▶ [SUPPLIED RECORDS]:
● ● ● ●

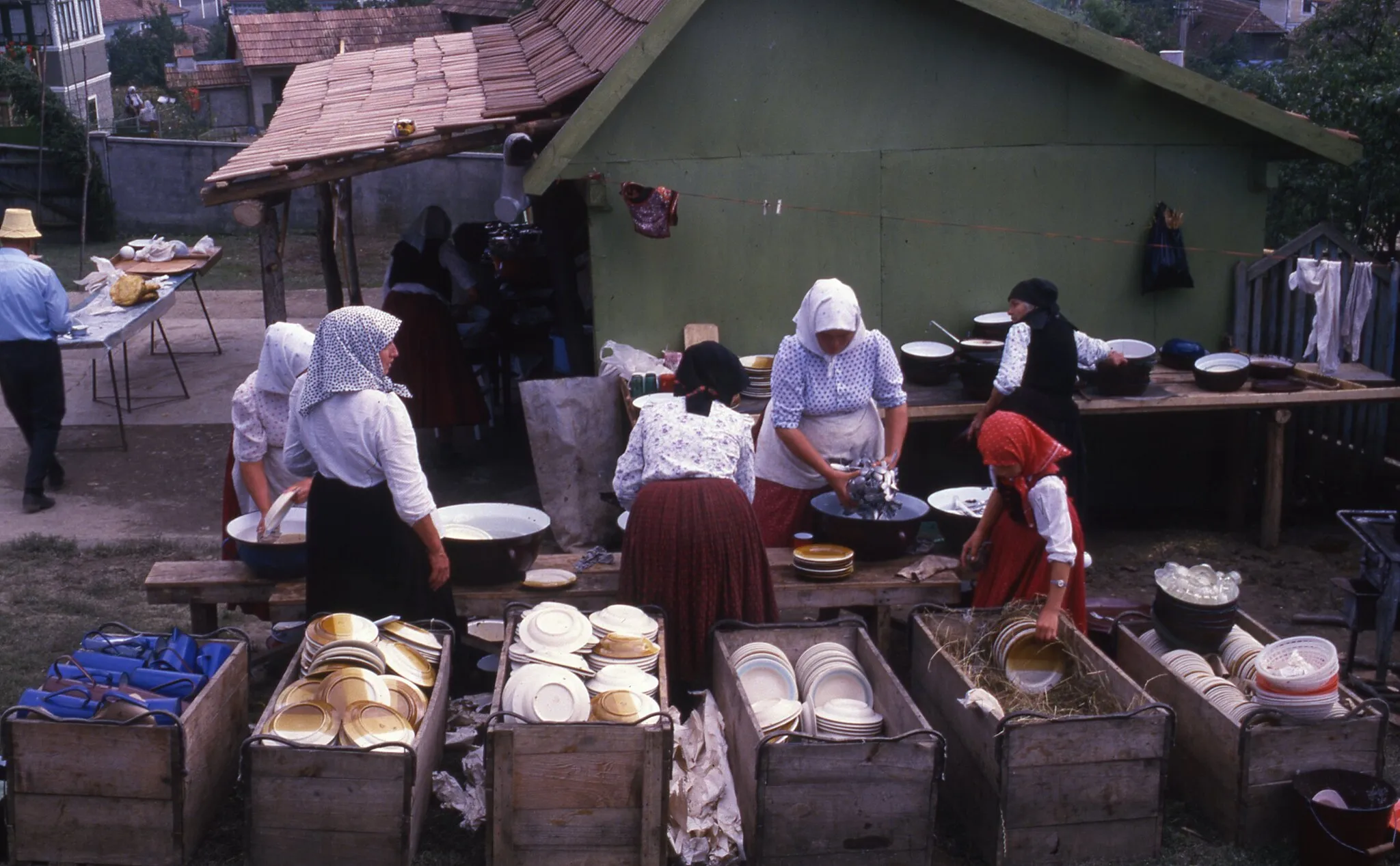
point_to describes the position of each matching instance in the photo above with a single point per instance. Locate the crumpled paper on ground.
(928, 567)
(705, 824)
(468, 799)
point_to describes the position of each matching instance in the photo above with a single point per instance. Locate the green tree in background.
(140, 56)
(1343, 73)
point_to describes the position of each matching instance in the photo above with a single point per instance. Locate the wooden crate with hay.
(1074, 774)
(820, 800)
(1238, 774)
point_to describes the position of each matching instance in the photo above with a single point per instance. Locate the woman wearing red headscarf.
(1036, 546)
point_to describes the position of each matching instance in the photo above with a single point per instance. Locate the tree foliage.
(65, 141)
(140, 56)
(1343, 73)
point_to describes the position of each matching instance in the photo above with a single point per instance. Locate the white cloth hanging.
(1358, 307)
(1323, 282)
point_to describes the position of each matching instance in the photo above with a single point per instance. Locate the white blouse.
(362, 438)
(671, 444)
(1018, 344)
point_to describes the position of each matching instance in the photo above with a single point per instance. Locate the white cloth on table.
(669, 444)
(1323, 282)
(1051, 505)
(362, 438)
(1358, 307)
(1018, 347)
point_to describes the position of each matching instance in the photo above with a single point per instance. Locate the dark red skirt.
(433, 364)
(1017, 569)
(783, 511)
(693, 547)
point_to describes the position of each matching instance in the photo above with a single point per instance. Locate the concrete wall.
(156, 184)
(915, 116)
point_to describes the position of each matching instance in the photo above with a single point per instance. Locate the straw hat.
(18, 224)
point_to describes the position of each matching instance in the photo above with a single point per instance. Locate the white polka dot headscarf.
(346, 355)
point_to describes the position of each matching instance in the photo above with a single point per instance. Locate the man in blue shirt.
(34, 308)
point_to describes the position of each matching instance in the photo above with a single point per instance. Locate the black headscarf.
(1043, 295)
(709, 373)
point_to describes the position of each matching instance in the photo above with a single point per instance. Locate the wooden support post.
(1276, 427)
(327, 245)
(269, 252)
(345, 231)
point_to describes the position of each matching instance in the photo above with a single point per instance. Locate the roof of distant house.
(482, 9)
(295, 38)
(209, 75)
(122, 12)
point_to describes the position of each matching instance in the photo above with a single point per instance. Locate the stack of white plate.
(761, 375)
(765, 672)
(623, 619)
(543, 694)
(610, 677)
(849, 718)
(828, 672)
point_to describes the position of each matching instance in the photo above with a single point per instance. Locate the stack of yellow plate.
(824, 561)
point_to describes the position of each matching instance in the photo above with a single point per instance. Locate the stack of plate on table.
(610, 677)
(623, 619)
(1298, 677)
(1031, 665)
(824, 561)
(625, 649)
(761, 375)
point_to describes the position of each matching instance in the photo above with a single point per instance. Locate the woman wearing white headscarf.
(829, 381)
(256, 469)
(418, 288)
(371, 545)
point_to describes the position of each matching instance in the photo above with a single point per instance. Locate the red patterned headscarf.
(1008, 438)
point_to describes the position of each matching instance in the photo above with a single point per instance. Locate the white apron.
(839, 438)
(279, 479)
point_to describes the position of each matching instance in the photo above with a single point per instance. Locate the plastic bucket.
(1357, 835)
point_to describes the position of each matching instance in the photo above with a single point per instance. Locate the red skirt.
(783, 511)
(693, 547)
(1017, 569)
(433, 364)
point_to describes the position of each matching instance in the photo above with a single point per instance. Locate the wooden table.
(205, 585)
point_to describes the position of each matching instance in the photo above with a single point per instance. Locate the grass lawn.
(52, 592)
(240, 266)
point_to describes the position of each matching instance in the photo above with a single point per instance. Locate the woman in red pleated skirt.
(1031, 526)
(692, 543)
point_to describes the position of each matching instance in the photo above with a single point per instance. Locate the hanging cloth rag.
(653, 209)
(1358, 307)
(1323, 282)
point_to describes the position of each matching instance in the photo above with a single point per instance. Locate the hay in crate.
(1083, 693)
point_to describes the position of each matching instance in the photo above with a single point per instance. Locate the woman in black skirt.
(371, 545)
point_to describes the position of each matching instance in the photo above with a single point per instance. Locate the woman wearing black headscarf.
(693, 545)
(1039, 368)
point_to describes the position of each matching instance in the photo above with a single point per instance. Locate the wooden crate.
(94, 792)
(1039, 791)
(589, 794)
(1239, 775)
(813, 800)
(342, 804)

● ● ● ●

▶ [EXERCISE REQUIREMENTS]:
An exact copy of the entries above, with no pictures, is the required answer.

▶ [OUTPUT BELOW]:
point_to describes the position of each matching instance in the photo above with a single point per instance. Locate the crumpled paper on ground.
(928, 567)
(705, 824)
(468, 799)
point_to describes the position of each matching instance in the photo above with a single point per instance. Locate the green tree in background.
(140, 56)
(1343, 73)
point_to describes the position of each matching instance in the photo above with a single point per instance. Locate the wooden crate with hay.
(1074, 774)
(820, 800)
(1238, 774)
point_to describes the position of each matching instance in the photo above with a single point per instance. Locate the woman wearing red headscarf.
(1036, 546)
point_to describes the position of each matching instance in the photo above with a single point per instance. Locate the tree foliage.
(65, 141)
(140, 56)
(1343, 73)
point_to describes the position of each matching instance in the photo above with a single point per instance. Locate the white cloth hanging.
(1358, 307)
(1323, 282)
point_to describes the position of each matching instance in the photo above with a single point per instance. Locate the white blouse.
(362, 438)
(671, 444)
(1018, 344)
point_to describes the position of each matching instance in the photo above with a single point per instance. Locate the white cloth on table.
(669, 444)
(1323, 282)
(1051, 505)
(362, 438)
(1358, 307)
(1018, 347)
point_to describes the position of each matching instance in the photo above with a single point per instance. Locate the dark red skirt.
(433, 364)
(1017, 569)
(783, 511)
(693, 547)
point_to describes the position of each matching instance in the photo above with a single point per instance. Locate the concrete wall.
(156, 184)
(915, 116)
point_to describes the position of each matching instance in the photo above with a single point per instance. Locate the straw hat.
(18, 224)
point_to describes the position of each matching instance in the photo above with a single point per instance. Locate the white polka dot headscarf.
(346, 355)
point_to describes the position of each matching instance in the photo above with a single point per instance. Locate the man in blue shirt.
(34, 308)
point_to describes the position of each matching instance in the photo above with a single point per instance. Locate the black headscarf.
(1043, 295)
(709, 373)
point_to describes the position of each matching instance in the photo above with a single point per instance. Locate the wooden support post.
(1276, 427)
(327, 245)
(269, 252)
(345, 231)
point_to describes the position of each matching instance in the photo above with a single point per instance. Locate the roof of distant house.
(482, 9)
(295, 38)
(209, 75)
(122, 12)
point_to describes the position of each matching instance in the photo above with a single point per instance. Locate the stack of white plate.
(761, 375)
(765, 672)
(623, 619)
(543, 694)
(610, 677)
(849, 718)
(828, 672)
point_to describes the position of each matching instance in the photo above with a single point per instance. Locate the stack of yellow plate.
(824, 561)
point_to describes the position of each matching instance in the photo above with a single point per instance. Locate the stack of plate on table.
(610, 677)
(623, 619)
(1298, 677)
(1031, 665)
(824, 561)
(625, 649)
(761, 375)
point_to describes the position of each matching instance in the photo above with a single point per instance. Locate the woman wearing white headscarf.
(829, 381)
(256, 469)
(418, 288)
(371, 545)
point_to describes the position of each matching instance in the photo above with a single point per instance. Locate the red patterned headscarf.
(1008, 438)
point_to describes the position of each matching instance in the photo above with a single point per instance. Locate the white apron.
(839, 438)
(279, 479)
point_to describes the position of each matching instance in the photo above with a single point per instance. Locate the plastic bucket.
(1357, 835)
point_to describes the position of each matching instance in the photo above with a single point per instance. Locate the red skirt.
(783, 511)
(693, 547)
(1017, 569)
(433, 364)
point_to describes the position of each matching instance in the photo above with a single point per instance. Locate the wooden table.
(205, 585)
point_to describes the position of each matching instance in the photo above with a single point per instance. Locate the grass lawn.
(52, 592)
(240, 266)
point_to describes the position of each matching instance in the photo above with a single point per instance. Locate the woman in red pleated skirt.
(1031, 526)
(692, 543)
point_to describes the position of each matching instance in the photo above with a single point per instance. Locate the hanging cloth rag.
(653, 209)
(1358, 307)
(1323, 282)
point_to describes the position of each matching instance in the photo above with a single point per instance. Locate the hay in crate.
(1083, 693)
point_to describes the position of each matching instance in the photo above with a single point per instance. Locate the woman in black skirt.
(371, 545)
point_to describes the position of each matching instance in the photo above with a single point per instance. Locate the woman wearing black headscarf.
(693, 545)
(1039, 368)
point_to describes the position of each matching instance in the photo above with a single point per instance. Locate the wooden crate.
(94, 792)
(1039, 791)
(589, 794)
(1239, 775)
(813, 800)
(342, 804)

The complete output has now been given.